→ **Written task**:
Which lines in the entries below contain the string "blue"? Report each of those lines in full, treating uppercase and lowercase as different.

→ **Dataset excerpt**:
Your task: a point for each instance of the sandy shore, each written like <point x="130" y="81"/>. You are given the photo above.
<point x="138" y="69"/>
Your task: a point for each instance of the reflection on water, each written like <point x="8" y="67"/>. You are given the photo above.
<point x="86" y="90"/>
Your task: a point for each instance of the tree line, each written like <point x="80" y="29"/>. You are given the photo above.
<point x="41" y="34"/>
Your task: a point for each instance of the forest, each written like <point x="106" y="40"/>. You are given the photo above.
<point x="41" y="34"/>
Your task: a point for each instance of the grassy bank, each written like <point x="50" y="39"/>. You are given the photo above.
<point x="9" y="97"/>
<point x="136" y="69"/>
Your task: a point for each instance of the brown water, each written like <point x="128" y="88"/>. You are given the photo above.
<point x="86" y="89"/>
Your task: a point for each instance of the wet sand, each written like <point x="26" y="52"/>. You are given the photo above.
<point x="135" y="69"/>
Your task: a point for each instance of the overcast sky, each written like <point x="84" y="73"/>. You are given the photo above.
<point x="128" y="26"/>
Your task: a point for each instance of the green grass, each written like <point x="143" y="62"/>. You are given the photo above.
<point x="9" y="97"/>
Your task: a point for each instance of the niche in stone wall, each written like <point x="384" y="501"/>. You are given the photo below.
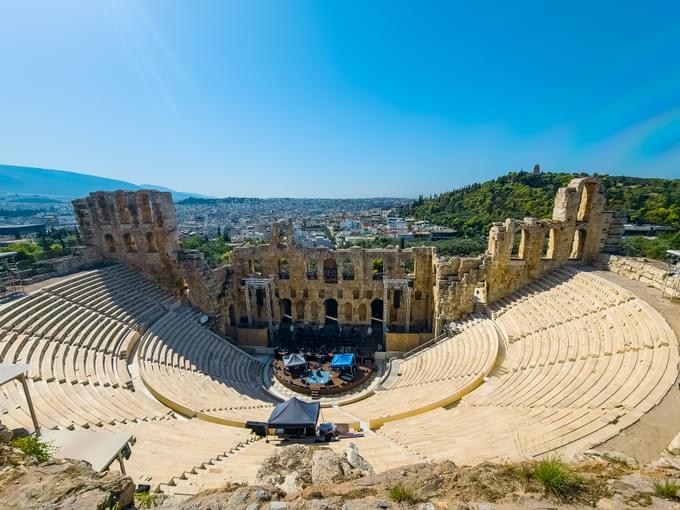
<point x="520" y="244"/>
<point x="330" y="271"/>
<point x="312" y="269"/>
<point x="151" y="244"/>
<point x="550" y="240"/>
<point x="347" y="269"/>
<point x="110" y="243"/>
<point x="347" y="312"/>
<point x="130" y="243"/>
<point x="578" y="245"/>
<point x="283" y="269"/>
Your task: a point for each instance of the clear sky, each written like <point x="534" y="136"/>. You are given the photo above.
<point x="338" y="98"/>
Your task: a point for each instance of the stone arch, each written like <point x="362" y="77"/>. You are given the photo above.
<point x="151" y="244"/>
<point x="312" y="269"/>
<point x="284" y="273"/>
<point x="550" y="240"/>
<point x="520" y="244"/>
<point x="377" y="268"/>
<point x="377" y="315"/>
<point x="286" y="311"/>
<point x="330" y="307"/>
<point x="130" y="243"/>
<point x="110" y="243"/>
<point x="578" y="244"/>
<point x="347" y="312"/>
<point x="586" y="203"/>
<point x="409" y="266"/>
<point x="330" y="271"/>
<point x="347" y="269"/>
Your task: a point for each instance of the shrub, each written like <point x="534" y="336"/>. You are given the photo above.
<point x="556" y="477"/>
<point x="666" y="489"/>
<point x="400" y="494"/>
<point x="146" y="499"/>
<point x="42" y="451"/>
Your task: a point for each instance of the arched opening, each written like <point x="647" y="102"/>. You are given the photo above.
<point x="312" y="269"/>
<point x="578" y="245"/>
<point x="283" y="269"/>
<point x="549" y="244"/>
<point x="330" y="271"/>
<point x="377" y="269"/>
<point x="151" y="244"/>
<point x="286" y="311"/>
<point x="377" y="315"/>
<point x="347" y="269"/>
<point x="520" y="244"/>
<point x="347" y="312"/>
<point x="586" y="203"/>
<point x="361" y="312"/>
<point x="254" y="266"/>
<point x="331" y="312"/>
<point x="110" y="243"/>
<point x="396" y="298"/>
<point x="130" y="243"/>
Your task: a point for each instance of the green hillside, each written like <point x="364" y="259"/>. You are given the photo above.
<point x="471" y="209"/>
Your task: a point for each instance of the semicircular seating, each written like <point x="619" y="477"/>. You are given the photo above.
<point x="585" y="359"/>
<point x="198" y="373"/>
<point x="437" y="376"/>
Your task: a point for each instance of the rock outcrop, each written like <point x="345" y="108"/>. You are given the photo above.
<point x="58" y="484"/>
<point x="295" y="467"/>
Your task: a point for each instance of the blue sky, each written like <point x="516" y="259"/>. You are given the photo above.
<point x="338" y="99"/>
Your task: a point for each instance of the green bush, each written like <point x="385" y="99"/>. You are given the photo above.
<point x="557" y="478"/>
<point x="147" y="499"/>
<point x="666" y="489"/>
<point x="400" y="494"/>
<point x="42" y="451"/>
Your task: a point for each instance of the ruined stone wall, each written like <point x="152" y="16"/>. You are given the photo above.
<point x="140" y="229"/>
<point x="304" y="279"/>
<point x="520" y="251"/>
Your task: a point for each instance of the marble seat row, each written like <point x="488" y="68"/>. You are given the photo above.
<point x="200" y="373"/>
<point x="77" y="356"/>
<point x="437" y="376"/>
<point x="562" y="387"/>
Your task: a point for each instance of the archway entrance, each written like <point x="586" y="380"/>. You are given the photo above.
<point x="377" y="317"/>
<point x="331" y="312"/>
<point x="286" y="311"/>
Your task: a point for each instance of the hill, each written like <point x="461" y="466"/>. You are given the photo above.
<point x="471" y="209"/>
<point x="61" y="183"/>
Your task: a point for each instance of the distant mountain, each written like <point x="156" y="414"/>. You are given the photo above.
<point x="59" y="183"/>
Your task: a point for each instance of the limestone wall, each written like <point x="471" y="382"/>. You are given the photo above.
<point x="520" y="251"/>
<point x="650" y="272"/>
<point x="136" y="227"/>
<point x="411" y="288"/>
<point x="305" y="279"/>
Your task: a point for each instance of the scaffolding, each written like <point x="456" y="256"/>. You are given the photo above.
<point x="10" y="275"/>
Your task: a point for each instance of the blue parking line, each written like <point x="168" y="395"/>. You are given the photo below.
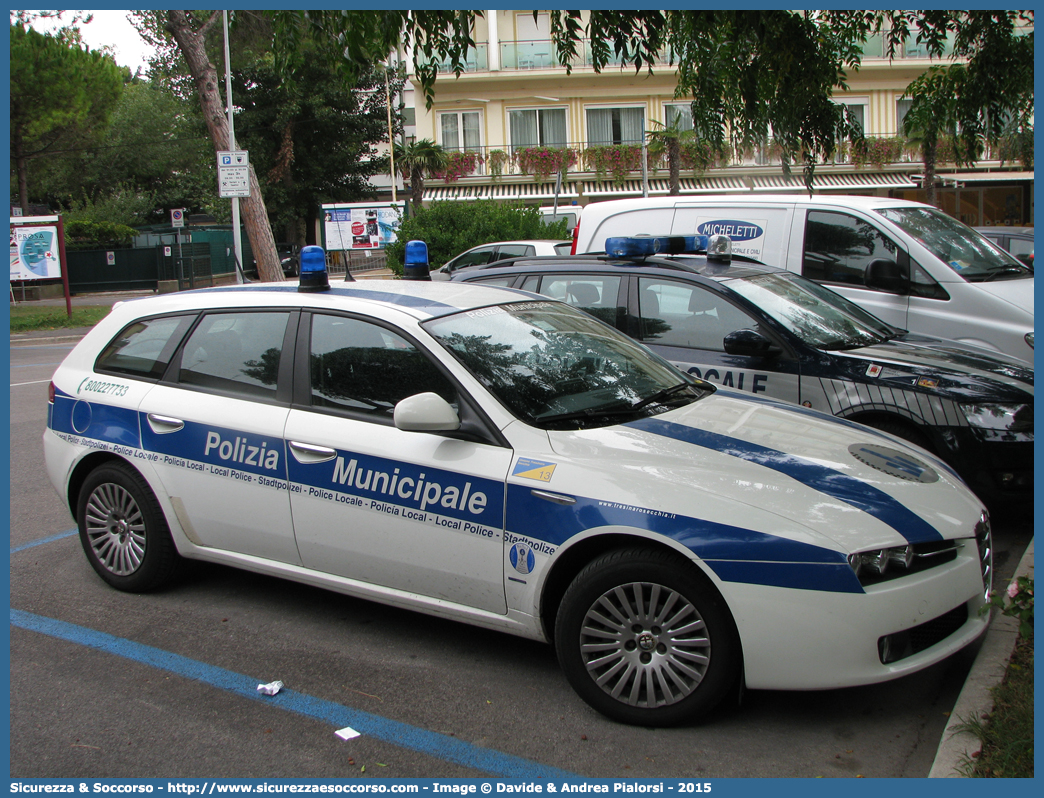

→ **Answer to the task**:
Your task: a point for each instance of the blue sky, each written like <point x="516" y="259"/>. You are given the photo above.
Your task: a point for each instance of the blue parking line, each written like <point x="168" y="395"/>. You are given the photo below.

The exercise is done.